### Instructions to follow
Select from the data all lines with the word "spinning".

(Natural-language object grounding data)
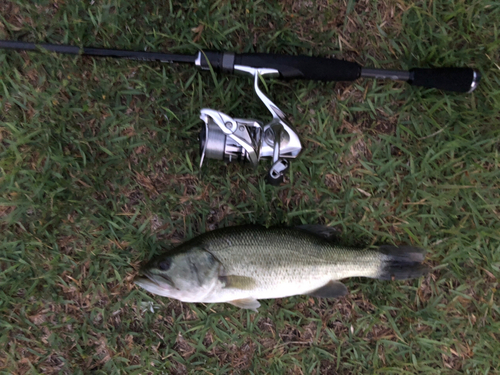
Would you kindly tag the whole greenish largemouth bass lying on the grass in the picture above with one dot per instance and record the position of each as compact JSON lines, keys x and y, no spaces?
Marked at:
{"x":243,"y":264}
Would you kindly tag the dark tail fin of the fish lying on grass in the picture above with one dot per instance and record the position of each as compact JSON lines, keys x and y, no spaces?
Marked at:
{"x":402,"y":262}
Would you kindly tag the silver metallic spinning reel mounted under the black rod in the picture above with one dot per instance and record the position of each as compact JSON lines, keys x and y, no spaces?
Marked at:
{"x":248,"y":140}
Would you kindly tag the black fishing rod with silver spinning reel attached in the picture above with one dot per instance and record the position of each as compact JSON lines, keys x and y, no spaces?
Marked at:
{"x":232,"y":139}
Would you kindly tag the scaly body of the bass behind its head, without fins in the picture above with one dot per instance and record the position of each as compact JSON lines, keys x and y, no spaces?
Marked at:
{"x":285,"y":260}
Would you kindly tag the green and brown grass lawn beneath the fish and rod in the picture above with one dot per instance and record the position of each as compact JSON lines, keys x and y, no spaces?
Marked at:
{"x":98,"y":162}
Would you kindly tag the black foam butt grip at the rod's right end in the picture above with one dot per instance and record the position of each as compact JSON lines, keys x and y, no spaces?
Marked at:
{"x":449,"y":79}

### Task response
Would you kindly tag the silver metallic spinning reel mounted under the black rod in the picture above with one dot per instance and record the position of each as compact JSON lines, keys x and y, no spaces?
Would you kindly tag the black fishing rod with silver spinning reel attached in the picture above with one dot per instance and record the position of each as compact JSON lines, keys x and y, no spaces?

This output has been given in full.